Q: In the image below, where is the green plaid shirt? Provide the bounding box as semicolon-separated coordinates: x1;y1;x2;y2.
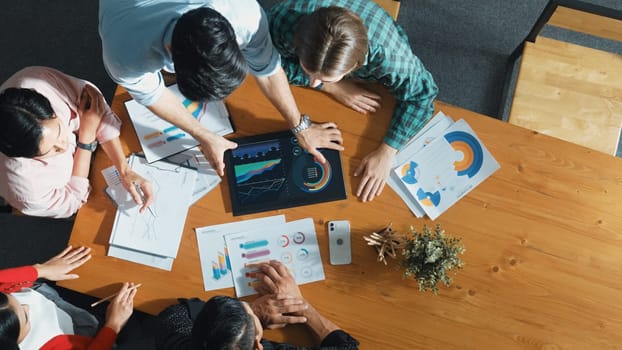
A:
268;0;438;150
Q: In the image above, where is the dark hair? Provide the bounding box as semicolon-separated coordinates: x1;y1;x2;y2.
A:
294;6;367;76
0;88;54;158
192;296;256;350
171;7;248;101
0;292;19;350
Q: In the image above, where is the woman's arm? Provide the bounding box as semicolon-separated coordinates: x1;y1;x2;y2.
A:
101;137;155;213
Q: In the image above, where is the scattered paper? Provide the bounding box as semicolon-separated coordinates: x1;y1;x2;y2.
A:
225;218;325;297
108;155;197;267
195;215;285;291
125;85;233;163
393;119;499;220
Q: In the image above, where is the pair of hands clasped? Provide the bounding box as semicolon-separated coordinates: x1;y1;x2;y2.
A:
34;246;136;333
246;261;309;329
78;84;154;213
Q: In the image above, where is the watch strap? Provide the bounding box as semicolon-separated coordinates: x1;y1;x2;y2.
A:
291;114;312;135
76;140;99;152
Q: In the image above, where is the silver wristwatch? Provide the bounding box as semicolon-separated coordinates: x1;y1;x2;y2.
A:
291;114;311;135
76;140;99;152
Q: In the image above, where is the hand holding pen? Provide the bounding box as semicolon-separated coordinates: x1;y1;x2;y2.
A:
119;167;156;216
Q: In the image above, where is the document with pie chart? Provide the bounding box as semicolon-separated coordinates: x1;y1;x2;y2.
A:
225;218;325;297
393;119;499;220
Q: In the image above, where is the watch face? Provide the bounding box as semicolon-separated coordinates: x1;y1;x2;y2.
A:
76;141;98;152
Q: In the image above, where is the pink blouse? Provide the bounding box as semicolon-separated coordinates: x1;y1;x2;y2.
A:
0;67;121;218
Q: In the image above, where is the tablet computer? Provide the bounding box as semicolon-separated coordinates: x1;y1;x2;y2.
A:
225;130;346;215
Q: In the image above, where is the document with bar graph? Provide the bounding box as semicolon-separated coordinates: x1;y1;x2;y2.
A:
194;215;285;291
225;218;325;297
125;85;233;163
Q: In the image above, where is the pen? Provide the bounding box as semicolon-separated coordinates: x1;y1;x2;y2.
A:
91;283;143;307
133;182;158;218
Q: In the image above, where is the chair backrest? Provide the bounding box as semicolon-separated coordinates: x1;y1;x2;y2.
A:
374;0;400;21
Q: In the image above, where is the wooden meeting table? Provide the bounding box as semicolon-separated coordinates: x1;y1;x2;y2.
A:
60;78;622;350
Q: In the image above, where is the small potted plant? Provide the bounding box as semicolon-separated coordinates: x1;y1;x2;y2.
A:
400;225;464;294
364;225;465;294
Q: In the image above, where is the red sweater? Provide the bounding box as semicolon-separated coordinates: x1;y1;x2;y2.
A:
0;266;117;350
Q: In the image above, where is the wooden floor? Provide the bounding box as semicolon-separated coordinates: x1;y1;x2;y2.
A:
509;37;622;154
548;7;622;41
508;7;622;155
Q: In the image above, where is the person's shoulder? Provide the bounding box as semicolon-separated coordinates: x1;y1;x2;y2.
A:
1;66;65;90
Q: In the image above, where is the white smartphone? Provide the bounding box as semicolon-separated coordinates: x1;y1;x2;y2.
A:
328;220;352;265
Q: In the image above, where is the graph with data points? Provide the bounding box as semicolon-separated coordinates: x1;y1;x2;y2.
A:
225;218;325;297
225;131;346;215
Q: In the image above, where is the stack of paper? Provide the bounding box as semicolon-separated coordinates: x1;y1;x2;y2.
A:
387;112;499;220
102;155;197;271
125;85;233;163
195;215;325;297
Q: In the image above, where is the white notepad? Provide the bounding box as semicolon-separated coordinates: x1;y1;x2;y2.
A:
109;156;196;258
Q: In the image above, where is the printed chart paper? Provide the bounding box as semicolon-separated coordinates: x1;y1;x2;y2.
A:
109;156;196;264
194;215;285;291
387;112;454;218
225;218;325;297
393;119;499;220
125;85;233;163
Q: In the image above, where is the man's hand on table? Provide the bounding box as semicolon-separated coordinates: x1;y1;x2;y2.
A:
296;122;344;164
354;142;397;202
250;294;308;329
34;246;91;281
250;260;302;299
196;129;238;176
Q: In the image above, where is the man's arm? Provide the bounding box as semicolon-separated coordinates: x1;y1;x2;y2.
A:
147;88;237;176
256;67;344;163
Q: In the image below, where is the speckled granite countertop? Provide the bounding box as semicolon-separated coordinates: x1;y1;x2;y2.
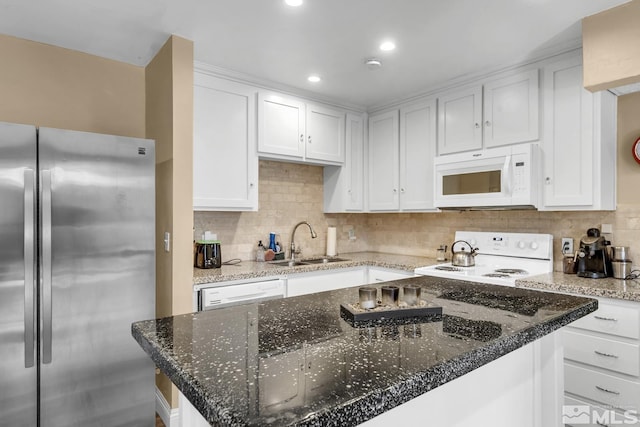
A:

→ **Written task**: Can you reproduce every one of the records above with "bounding box" replaced by "enclosing rectangle" throughout, keeping everything else the same and leaving out the pictures?

→ **The reply**:
Q: In the image below, where is the green plaid shirt? Provide the enclosing rectangle as semicolon-separated coordinates: x1;y1;x2;y2.
A:
268;0;438;150
Q: In the image above, where is the dark hair? Provide the enclosing rectangle as semicolon-separated coordinates: x1;y1;x2;y2.
A:
294;6;367;76
0;88;54;158
192;296;256;350
171;7;248;101
0;292;19;350
Q: In the image above, where is the woman's arm? Provide the enclosing rectangle as semicolon-separated coordinates: x1;y1;x2;y2.
A:
101;137;155;213
Q: In the image above, where is the scattered paper? Provide the enclosing rectangle as semicolon-separated coordinates: x1;y1;x2;y2.
A:
225;218;325;297
108;155;197;267
195;215;285;291
125;85;233;163
393;119;499;220
Q: In the image above, where is the pair of hands clasped? Provide the enclosing rectangle as semicolon-separated coordinates: x1;y1;x2;y2.
A:
34;246;136;333
246;261;309;329
78;84;154;213
Q: In the image above, where is the watch strap? Provide the enclosing rectangle as semicolon-separated coordinates: x1;y1;x2;y2.
A:
291;114;312;135
76;140;99;152
Q: In the image above, where is the silver wristwatch? Provide the enclosing rectangle as semicolon-separated coordinates: x1;y1;x2;y2.
A:
291;114;311;135
76;140;99;152
Q: In the image above, where is the hand holding pen? Provide the enclosing rectangle as semicolon-separated coordinates: x1;y1;x2;y2.
A:
119;167;156;216
Q: In the image above, where is the document with pie chart? Provide the enclosing rectangle as semicolon-separated coordinates: x1;y1;x2;y2.
A:
225;218;325;297
393;119;499;220
Q: In the image above, where is the watch face? Provide the enclosing rectangle as semicolon-separated coordinates: x1;y1;x2;y2.
A:
76;141;98;152
Q: In the image above, where is the pink blouse? Provide the enclosing rectangle as semicolon-separated coordinates: x1;y1;x2;y2.
A:
0;67;121;218
Q: In the image above, where is the tablet computer? Provide the enclosing rectangle as semicolon-separated coordinates: x1;y1;x2;y2.
A:
225;130;346;215
Q: In the image above, where is the document with bar graph? Provide the enclosing rectangle as semicolon-separated coordinates: x1;y1;x2;y2.
A:
194;215;285;291
225;218;325;297
125;85;233;163
Q: In the image above, where is the pen? Provide the enclosing rectangle as semicolon-separated coordinates: x1;y1;x2;y2.
A:
91;283;143;307
133;182;158;218
Q: In the image above, where is the chair backrest? Provide the enclosing rectangle as semicolon-separated coordinates: x1;y1;x2;y2.
A:
374;0;400;21
Q: In the image above, where is the wooden meeting table? Provide the enclosing rectangle as semicolon-separated coordinates: x1;y1;x2;y2.
A:
60;78;622;350
Q: In the image above, where is the small potted plant? Provide the enclosing rectangle as semicolon-separated coordinates: x1;y1;x2;y2.
A:
400;225;464;294
364;225;465;294
Q: In the image above, where is the red sweater? Provide the enclosing rectangle as semicolon-separated coordinates: x1;y1;x2;y2.
A:
0;266;117;350
Q: In the image above, where is the wooden floor? Provide the enclosing rectangle as semicolon-separated coordinates: x1;y1;x2;y2.
A:
509;37;622;154
548;7;622;41
508;7;622;155
Q: In the image above, where is the person's shoulder? Provide the enclosing rectangle as semicolon-separated coordinates: x1;y1;x2;y2.
A:
1;66;65;90
Q: In the image above, where is the white smartphone? Provide the enclosing rectangle as semicolon-separated coordinates: x1;y1;x2;y2.
A:
328;220;352;265
Q: In the image above, where is the graph with data points? Provide the enclosing rectangle as semicolon-separated coordinates: x1;y1;x2;y2.
A:
225;218;325;297
225;131;346;215
Q: In the image above, where is the stack of paper? Provide the enclosing rectangle as semicolon-separated coordinates: x1;y1;x2;y2.
A:
387;112;499;220
102;155;197;271
125;85;233;163
195;215;325;297
Q: In the image above, where is the white notepad? Provide the enclosing rectangle as semicolon-separated coordinates: x1;y1;x2;y2.
A:
109;156;196;258
Q: In the image above, where is the printed chart paper? Provide the enclosing rectangle as semicolon-separated coordinates: x1;y1;x2;y2.
A:
109;156;196;264
194;215;285;291
387;112;454;218
225;218;325;297
393;119;499;220
125;85;233;163
Q: In the image above, where is the man's hand on table? Provide the enclosing rectangle as semicolon-separated coordinates: x1;y1;x2;y2.
A:
296;122;344;164
354;142;397;202
250;294;308;329
34;246;91;281
250;260;302;299
196;129;238;176
Q: In the image above, where is the man's arm? Provide the enclosing rectangle as semicolon-separated coordinates: x1;y1;x2;y2.
A:
147;88;237;176
256;67;344;163
Q: In the image below, where is the speckled granite countertop? Provide the enclosing rectangle as semicolon-separated coordinates: x1;y1;x2;y2.
A:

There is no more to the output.